Update the rows below by replacing each occurrence of "its own line" with "a separate line". Leave all other text unchanged.

*** Provided entries

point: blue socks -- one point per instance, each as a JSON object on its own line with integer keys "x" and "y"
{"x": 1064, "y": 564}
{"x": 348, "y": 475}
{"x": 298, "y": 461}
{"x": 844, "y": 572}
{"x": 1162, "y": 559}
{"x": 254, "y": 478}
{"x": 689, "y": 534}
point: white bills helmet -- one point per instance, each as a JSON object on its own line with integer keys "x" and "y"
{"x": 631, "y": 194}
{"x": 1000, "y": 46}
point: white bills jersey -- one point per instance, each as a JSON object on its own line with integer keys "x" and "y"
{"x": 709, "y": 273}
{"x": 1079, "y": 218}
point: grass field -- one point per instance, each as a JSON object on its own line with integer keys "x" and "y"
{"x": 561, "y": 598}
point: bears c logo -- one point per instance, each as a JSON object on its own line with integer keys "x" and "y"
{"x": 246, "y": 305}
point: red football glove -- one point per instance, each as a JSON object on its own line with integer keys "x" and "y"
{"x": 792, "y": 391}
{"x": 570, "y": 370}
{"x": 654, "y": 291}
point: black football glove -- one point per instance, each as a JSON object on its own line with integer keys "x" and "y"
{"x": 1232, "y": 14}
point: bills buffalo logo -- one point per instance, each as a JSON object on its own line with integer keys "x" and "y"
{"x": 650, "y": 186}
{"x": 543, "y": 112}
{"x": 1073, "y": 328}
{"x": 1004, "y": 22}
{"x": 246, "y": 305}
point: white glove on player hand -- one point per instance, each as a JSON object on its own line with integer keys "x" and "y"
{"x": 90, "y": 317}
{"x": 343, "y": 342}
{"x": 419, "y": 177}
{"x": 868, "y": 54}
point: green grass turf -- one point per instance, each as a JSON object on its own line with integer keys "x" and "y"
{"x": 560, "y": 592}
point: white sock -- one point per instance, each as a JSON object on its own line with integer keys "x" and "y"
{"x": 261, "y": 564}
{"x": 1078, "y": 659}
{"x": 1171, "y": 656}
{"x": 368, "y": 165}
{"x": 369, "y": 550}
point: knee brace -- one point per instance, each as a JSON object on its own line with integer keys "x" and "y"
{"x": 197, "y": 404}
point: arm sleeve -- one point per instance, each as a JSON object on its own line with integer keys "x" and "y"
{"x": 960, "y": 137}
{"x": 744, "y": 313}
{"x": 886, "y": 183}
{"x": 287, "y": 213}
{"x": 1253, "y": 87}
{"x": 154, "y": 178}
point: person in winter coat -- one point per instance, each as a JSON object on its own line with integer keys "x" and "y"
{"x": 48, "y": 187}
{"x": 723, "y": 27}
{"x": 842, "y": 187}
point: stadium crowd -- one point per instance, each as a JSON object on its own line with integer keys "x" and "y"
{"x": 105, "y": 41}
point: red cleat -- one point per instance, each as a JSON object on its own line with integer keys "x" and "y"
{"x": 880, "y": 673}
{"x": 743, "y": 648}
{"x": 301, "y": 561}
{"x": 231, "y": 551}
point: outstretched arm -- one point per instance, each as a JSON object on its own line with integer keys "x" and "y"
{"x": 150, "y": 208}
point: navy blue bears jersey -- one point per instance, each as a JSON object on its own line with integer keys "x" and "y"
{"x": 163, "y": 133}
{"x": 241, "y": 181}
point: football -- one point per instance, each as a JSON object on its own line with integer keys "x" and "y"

******

**Final result:**
point: blue socks -- one point per instance, each as a JSON object on a separate line with integer keys "x" and "y"
{"x": 1064, "y": 564}
{"x": 348, "y": 475}
{"x": 298, "y": 461}
{"x": 844, "y": 572}
{"x": 1162, "y": 559}
{"x": 254, "y": 478}
{"x": 689, "y": 534}
point: white bills helmet -- one point per instance, each as a JSON object on a separate line with integer keys "x" and "y"
{"x": 631, "y": 194}
{"x": 1000, "y": 46}
point: white bills jersey -- one point per instance, each as a JSON object on a separate line with integer keys "x" and "y"
{"x": 709, "y": 273}
{"x": 1079, "y": 218}
point: grass field -- one point per instance, each as a JSON object on a separate line with integer keys "x" and "y"
{"x": 561, "y": 598}
point: bears c logo -- one point per instance, each as a JSON object on a separate line with integer keys "x" and "y"
{"x": 246, "y": 305}
point: red football glove -- one point per instance, each as a JSON object on a separate line with integer keys "x" and "y"
{"x": 792, "y": 391}
{"x": 570, "y": 370}
{"x": 654, "y": 291}
point: black football glove -- one point per instance, each as a JSON object on a separate line with integer keys "x" and "y"
{"x": 1232, "y": 14}
point: bills buffalo logo -- one point per instance, each as a JSON object on a separate line with integer keys "x" and "y"
{"x": 650, "y": 186}
{"x": 543, "y": 112}
{"x": 1073, "y": 328}
{"x": 1004, "y": 22}
{"x": 246, "y": 305}
point: white glove on player hand -- one point per instance, each as a JSON object on a separate line with integer keys "x" and "y"
{"x": 90, "y": 317}
{"x": 343, "y": 342}
{"x": 419, "y": 177}
{"x": 868, "y": 54}
point: green grass turf -- one point per instance, each as a JSON object on a separate line with integer keys "x" and "y"
{"x": 560, "y": 592}
point: white sock -- one point per instance, each as a JSON object on a separate line with integer keys "x" and "y"
{"x": 261, "y": 564}
{"x": 1078, "y": 659}
{"x": 1171, "y": 656}
{"x": 368, "y": 165}
{"x": 369, "y": 550}
point: knee brace -- one point per instance, each as a JSON object on a separate line with integer keys "x" and "y"
{"x": 197, "y": 404}
point: arm sleeve -- one point per instance, each as a JSON object on a separate line with integer keys "x" and "y"
{"x": 960, "y": 137}
{"x": 744, "y": 313}
{"x": 886, "y": 183}
{"x": 287, "y": 213}
{"x": 1253, "y": 87}
{"x": 154, "y": 178}
point: person in winter coat -- one point per instance, each as a JSON object on a separate line with integer keys "x" and "y"
{"x": 48, "y": 187}
{"x": 723, "y": 27}
{"x": 842, "y": 187}
point: stadium crowd -- one point per instance, each as a JSON object on a separate line with integer keys "x" and "y"
{"x": 105, "y": 41}
point: red cleat -- one point per instance, each as a JSON object on a separate line with integer keys "x" and "y"
{"x": 880, "y": 673}
{"x": 743, "y": 648}
{"x": 301, "y": 561}
{"x": 231, "y": 551}
point: outstretched arm -- one point per instance, each as a JSON object on a separate line with integer keys "x" and "y"
{"x": 150, "y": 208}
point: navy blue bears jersey -- one point per instance, each as a JSON object on a separate line with integer keys "x" and "y"
{"x": 163, "y": 133}
{"x": 241, "y": 181}
point: football -- one point per instance, each as a JSON object on a separate line with integer keys "x" and "y"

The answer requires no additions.